■ THE REQUEST ■
Could the lines from the one with "Target = blue tarp" through the end of the listing be restated exactly, with nothing else included?

^^^^^^^^

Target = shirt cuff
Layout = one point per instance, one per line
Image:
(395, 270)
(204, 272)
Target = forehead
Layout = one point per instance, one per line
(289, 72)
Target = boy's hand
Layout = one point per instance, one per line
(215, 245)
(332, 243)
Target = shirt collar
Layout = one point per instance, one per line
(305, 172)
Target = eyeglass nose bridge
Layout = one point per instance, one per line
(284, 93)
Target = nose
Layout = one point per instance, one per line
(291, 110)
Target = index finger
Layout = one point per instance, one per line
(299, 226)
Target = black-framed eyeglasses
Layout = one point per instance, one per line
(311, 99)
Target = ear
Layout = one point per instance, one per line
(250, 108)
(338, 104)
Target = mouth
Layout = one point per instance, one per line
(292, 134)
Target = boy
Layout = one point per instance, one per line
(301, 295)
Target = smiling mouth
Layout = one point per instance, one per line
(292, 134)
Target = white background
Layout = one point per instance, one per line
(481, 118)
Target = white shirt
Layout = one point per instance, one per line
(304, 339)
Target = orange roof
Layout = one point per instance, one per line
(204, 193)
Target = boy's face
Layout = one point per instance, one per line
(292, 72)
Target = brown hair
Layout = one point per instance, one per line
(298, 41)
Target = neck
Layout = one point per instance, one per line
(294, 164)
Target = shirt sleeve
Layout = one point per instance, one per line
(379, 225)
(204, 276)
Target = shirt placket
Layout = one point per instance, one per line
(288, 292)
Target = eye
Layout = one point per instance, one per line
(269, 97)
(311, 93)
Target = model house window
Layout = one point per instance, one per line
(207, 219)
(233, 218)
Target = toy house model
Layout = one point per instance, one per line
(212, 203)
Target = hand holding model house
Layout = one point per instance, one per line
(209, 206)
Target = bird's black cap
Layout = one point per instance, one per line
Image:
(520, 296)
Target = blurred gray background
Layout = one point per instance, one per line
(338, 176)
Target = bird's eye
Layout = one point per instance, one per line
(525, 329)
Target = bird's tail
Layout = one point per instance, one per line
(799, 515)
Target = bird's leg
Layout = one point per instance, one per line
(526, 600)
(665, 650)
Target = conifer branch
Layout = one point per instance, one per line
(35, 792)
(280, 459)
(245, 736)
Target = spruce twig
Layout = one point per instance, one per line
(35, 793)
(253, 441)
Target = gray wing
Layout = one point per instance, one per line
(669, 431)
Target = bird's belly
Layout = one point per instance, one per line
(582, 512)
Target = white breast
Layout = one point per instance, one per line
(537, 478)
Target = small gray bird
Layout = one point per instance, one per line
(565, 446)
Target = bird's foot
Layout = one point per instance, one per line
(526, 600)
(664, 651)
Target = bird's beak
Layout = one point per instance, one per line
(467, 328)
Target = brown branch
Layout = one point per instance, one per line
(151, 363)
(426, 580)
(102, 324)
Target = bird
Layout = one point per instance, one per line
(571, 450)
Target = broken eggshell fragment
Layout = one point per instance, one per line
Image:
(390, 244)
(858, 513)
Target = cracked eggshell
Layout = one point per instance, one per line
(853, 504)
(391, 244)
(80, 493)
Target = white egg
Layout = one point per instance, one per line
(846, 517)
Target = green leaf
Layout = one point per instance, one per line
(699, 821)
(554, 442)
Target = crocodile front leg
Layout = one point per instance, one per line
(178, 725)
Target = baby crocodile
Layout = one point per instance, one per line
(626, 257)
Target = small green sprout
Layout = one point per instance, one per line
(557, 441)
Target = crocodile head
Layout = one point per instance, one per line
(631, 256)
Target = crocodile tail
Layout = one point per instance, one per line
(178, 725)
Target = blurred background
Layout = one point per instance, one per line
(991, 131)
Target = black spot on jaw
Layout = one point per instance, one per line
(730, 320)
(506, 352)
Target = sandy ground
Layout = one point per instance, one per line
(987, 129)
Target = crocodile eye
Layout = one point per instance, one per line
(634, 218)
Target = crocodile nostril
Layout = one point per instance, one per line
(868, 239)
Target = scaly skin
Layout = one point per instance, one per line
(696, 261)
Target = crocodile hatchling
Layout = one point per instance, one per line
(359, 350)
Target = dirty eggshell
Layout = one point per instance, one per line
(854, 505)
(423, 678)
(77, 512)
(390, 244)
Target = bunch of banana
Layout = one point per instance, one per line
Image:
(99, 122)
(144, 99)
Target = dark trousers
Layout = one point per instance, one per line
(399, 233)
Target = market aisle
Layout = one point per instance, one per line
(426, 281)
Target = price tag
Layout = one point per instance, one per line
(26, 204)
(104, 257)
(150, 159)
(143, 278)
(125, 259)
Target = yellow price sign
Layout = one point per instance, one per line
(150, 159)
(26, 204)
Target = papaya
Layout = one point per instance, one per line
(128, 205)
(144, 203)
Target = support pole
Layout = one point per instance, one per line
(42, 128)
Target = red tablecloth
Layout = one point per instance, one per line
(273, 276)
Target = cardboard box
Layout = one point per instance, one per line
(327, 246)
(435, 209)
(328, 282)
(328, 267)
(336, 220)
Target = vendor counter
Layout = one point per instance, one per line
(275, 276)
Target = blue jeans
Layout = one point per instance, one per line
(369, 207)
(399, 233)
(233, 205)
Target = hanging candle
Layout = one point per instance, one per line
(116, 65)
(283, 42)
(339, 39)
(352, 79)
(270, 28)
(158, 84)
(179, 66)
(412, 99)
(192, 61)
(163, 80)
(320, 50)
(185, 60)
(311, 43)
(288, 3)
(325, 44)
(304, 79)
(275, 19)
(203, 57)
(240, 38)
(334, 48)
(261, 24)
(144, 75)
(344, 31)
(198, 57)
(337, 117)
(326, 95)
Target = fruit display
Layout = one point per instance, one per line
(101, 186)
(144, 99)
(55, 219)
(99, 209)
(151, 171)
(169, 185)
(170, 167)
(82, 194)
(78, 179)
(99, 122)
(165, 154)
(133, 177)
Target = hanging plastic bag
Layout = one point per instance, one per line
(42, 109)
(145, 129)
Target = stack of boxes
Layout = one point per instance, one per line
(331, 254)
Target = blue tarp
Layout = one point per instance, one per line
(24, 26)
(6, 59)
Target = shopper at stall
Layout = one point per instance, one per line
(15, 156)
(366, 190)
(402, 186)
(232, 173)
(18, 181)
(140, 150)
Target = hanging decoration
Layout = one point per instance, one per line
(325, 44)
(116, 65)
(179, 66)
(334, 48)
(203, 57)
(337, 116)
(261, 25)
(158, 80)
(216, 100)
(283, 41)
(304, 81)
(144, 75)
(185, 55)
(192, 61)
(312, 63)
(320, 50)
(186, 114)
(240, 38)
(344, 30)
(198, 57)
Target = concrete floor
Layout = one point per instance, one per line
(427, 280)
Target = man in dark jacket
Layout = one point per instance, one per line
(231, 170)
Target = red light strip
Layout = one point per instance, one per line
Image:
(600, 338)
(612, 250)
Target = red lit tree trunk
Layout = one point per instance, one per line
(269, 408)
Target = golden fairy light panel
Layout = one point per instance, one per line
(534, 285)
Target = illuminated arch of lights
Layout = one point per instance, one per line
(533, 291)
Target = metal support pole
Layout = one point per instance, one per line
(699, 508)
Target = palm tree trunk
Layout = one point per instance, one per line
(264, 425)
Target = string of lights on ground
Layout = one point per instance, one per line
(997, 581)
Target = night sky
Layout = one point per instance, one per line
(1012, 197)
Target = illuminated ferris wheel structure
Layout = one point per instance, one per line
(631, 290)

^^^^^^^^

■ FULL OUTPUT ■
Target = blue tarp
Layout = one point per instance, one per line
(24, 26)
(6, 59)
Target = shopper at stall
Layout = one point per instance, one per line
(15, 156)
(366, 190)
(402, 186)
(232, 173)
(18, 181)
(140, 150)
Target = hanging decoration
Layout = one point per instance, one per line
(325, 44)
(116, 65)
(179, 66)
(334, 48)
(203, 57)
(337, 116)
(261, 25)
(158, 80)
(216, 100)
(283, 41)
(304, 81)
(144, 75)
(185, 55)
(192, 61)
(312, 63)
(320, 50)
(186, 114)
(240, 38)
(344, 30)
(198, 57)
Target = concrete floor
Layout = one point per instance, one per line
(427, 280)
Target = man in dark jacket
Layout = one point per instance, one per line
(231, 170)
Target = red light strip
Layout = one point per instance, one per line
Image:
(600, 338)
(612, 250)
Target = red lit tree trunk
Layout = one point per instance, one per line
(269, 408)
Target = golden fairy light panel
Layout = one point per instance, one per line
(534, 285)
Target = illuminated arch of lights
Layout = one point per instance, one per line
(533, 291)
Target = metal support pole
Layout = one point per instance, one per line
(699, 508)
Target = palm tree trunk
Layout = one point per instance, one per line
(264, 425)
Target = string of lights on ground
Layout = one point per instance, one per line
(997, 581)
Target = night sky
Layout = one point per instance, one per line
(1012, 197)
Target = illuminated ferris wheel structure
Layout = one point per instance, one per line
(631, 290)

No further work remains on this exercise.